DADOS PARA PROCESSAMENTO>
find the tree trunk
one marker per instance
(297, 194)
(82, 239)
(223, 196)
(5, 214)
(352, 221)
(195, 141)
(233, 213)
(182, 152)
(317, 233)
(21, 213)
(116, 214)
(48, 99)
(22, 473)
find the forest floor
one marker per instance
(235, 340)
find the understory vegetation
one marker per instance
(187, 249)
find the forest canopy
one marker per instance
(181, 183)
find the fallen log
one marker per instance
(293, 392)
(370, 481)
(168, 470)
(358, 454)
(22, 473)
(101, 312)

INSTRUÇÃO ESCRITA>
Reproduza todas as linhas acima, substituindo "marker" por "point" e mantendo todo o restante inalterado.

RESULTADO OBTIDO>
find the tree trunk
one point per instance
(297, 194)
(82, 239)
(223, 196)
(5, 214)
(352, 221)
(195, 141)
(233, 213)
(182, 152)
(317, 233)
(21, 213)
(116, 214)
(48, 99)
(22, 473)
find the forest floor
one point per instance
(235, 340)
find the understory vegetation
one point per instance
(187, 249)
find the forest canopy
one point per instance
(181, 183)
find the fallen log
one point per instance
(293, 392)
(370, 481)
(168, 470)
(358, 454)
(22, 473)
(101, 312)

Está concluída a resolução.